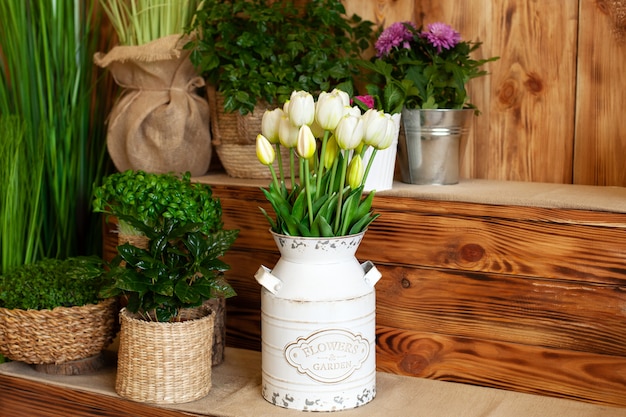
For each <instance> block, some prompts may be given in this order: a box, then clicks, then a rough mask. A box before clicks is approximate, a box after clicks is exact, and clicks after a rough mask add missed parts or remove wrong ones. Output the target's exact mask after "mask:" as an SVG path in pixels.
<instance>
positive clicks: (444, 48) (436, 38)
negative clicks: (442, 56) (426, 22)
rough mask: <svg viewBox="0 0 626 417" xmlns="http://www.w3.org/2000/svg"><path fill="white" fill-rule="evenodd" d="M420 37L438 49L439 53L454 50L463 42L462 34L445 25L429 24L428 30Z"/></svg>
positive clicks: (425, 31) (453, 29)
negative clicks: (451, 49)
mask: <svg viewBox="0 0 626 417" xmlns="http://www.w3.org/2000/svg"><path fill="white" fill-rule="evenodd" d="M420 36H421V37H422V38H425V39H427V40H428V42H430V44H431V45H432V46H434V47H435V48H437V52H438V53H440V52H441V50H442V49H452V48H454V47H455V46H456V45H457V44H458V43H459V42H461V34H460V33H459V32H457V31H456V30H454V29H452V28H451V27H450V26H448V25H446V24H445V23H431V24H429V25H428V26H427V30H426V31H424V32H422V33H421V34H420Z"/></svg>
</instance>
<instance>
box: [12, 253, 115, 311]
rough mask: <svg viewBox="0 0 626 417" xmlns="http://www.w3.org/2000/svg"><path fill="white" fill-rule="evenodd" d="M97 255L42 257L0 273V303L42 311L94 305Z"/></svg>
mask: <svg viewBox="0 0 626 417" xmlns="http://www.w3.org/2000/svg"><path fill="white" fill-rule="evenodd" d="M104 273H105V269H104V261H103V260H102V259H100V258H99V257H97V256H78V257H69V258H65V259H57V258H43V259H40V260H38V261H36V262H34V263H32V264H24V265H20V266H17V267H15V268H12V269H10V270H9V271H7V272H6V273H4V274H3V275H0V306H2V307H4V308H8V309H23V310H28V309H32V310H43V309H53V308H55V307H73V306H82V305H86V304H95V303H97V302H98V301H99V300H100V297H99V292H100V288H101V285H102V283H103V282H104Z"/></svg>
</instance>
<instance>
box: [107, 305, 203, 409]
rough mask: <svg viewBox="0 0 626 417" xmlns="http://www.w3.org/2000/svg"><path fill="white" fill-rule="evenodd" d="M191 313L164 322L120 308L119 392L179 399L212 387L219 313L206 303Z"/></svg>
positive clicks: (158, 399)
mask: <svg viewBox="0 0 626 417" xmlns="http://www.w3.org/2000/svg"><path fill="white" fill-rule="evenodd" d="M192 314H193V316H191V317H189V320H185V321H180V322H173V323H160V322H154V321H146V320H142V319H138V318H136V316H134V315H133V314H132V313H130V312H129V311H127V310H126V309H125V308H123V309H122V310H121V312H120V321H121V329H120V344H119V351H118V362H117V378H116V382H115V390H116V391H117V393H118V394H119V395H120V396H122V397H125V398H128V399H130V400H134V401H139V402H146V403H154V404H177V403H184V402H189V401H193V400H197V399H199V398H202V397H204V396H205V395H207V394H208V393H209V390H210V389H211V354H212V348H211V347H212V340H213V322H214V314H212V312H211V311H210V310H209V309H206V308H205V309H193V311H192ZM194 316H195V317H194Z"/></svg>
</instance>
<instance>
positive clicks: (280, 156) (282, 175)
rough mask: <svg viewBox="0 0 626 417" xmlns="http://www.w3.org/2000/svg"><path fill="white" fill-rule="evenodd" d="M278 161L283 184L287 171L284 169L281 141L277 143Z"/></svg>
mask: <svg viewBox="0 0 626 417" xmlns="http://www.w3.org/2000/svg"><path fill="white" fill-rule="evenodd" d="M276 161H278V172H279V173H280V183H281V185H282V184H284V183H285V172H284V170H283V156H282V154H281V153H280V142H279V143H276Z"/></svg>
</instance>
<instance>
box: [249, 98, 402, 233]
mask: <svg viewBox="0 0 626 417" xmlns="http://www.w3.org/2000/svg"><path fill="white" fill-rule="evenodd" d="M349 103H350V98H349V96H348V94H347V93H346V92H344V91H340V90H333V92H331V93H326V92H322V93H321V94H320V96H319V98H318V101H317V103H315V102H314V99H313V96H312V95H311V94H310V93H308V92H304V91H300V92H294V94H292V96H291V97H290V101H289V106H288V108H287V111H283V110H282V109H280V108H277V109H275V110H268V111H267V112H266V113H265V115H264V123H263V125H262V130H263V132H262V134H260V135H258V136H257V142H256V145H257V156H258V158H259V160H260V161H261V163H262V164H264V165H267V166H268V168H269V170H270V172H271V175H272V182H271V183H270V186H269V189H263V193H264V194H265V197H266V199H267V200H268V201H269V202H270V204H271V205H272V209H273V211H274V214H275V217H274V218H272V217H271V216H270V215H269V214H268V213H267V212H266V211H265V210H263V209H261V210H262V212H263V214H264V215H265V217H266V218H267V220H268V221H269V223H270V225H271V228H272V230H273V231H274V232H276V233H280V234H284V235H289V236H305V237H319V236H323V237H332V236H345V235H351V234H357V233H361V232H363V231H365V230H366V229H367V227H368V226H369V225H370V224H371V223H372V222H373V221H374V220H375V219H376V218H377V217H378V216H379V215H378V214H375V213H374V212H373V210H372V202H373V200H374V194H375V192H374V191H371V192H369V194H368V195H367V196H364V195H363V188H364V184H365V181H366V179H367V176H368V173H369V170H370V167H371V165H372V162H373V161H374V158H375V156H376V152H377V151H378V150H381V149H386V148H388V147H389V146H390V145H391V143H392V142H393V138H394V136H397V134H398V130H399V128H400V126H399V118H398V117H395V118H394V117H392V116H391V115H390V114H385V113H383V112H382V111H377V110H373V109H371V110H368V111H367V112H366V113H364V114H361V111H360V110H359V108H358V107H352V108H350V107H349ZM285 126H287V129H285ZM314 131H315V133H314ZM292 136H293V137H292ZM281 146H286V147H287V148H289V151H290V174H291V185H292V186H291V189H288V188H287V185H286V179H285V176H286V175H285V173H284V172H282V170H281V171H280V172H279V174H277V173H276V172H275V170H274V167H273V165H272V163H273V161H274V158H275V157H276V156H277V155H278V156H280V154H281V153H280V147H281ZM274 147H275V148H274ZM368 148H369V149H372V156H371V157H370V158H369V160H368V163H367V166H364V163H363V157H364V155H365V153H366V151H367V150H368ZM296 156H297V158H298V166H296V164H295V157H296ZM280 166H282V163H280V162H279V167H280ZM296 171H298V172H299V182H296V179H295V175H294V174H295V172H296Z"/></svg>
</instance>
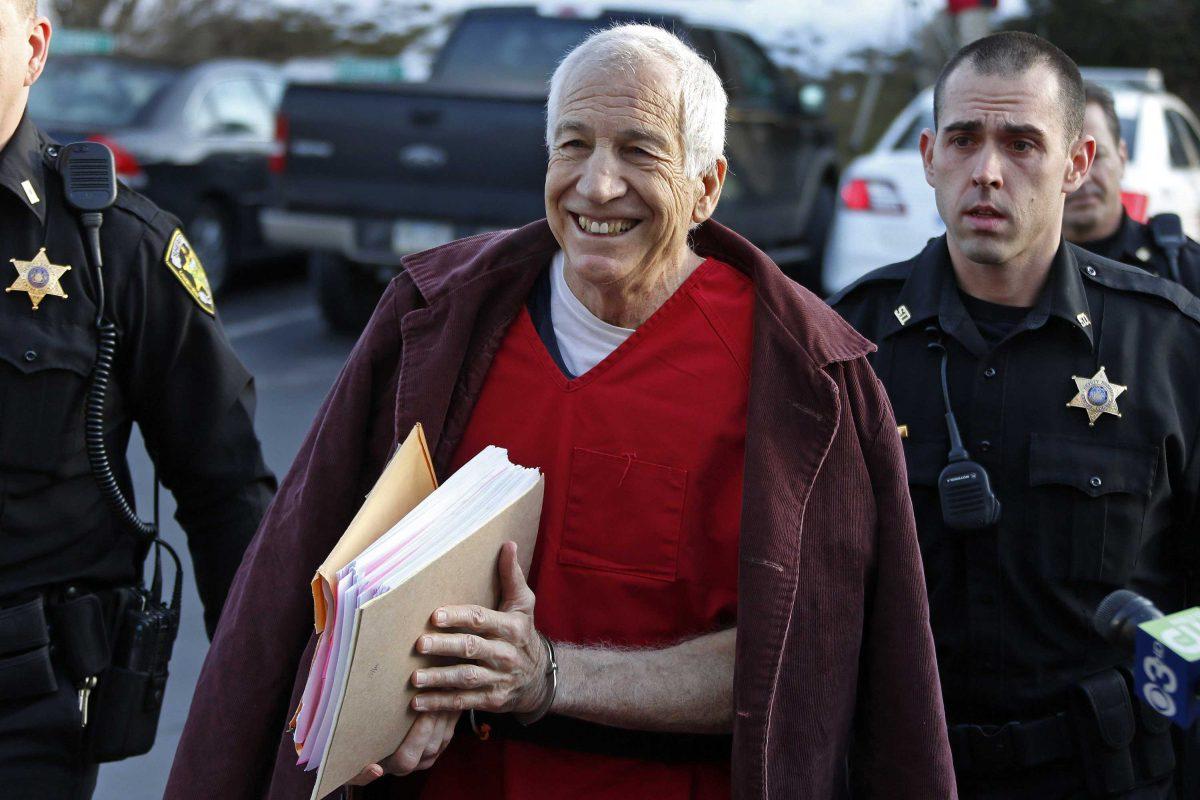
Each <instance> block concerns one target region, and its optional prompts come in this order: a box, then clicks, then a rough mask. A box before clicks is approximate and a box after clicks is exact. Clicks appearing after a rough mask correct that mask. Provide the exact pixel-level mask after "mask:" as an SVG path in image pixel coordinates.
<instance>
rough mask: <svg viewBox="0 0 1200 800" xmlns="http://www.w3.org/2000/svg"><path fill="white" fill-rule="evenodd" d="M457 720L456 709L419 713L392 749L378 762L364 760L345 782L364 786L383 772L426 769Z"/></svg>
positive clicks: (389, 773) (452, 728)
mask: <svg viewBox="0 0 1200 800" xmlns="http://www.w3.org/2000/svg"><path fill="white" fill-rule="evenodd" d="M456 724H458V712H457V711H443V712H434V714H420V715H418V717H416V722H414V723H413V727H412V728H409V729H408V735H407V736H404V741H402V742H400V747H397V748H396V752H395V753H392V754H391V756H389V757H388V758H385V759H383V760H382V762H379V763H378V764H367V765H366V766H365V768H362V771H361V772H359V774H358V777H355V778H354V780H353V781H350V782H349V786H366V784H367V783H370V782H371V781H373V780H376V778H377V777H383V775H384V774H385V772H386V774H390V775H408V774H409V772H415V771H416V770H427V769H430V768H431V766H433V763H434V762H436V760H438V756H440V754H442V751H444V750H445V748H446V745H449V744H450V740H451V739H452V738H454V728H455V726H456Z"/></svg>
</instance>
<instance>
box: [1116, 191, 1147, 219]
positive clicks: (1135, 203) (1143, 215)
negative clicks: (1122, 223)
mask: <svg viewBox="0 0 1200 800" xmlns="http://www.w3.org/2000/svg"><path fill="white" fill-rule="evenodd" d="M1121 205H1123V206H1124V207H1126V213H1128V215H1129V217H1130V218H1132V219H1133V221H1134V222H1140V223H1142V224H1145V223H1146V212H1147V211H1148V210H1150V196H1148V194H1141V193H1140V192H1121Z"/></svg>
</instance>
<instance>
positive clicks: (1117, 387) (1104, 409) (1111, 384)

* YOUR GOAL
Would you copy, unchanged, the stretch of the records above that begins at the line containing "box: [107, 305, 203, 409]" and ends at the line containing "313L164 322L120 308L119", and only that?

* SOLUTION FOR THIS TASK
box: [107, 305, 203, 409]
rough mask: <svg viewBox="0 0 626 417" xmlns="http://www.w3.org/2000/svg"><path fill="white" fill-rule="evenodd" d="M191 313L164 322L120 308L119 392L179 399L212 387L219 313L206 303Z"/></svg>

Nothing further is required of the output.